WORK INSTRUCTIONS:
The data below is to be transcribed word for word; pictures are to be excluded.

[Opening GIVEN DATA section]

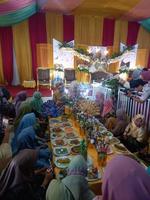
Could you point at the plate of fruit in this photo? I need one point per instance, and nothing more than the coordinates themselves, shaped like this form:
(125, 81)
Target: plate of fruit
(75, 150)
(61, 151)
(59, 142)
(62, 162)
(75, 141)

[Closing GIVEN DATA section]

ANSWER AREA:
Could you point at the plate of fruit in this photo? I need one point per instance, and nothing more than the coordinates themselves, shaped like this form:
(125, 81)
Target: plate of fruit
(75, 150)
(61, 151)
(59, 142)
(62, 162)
(75, 141)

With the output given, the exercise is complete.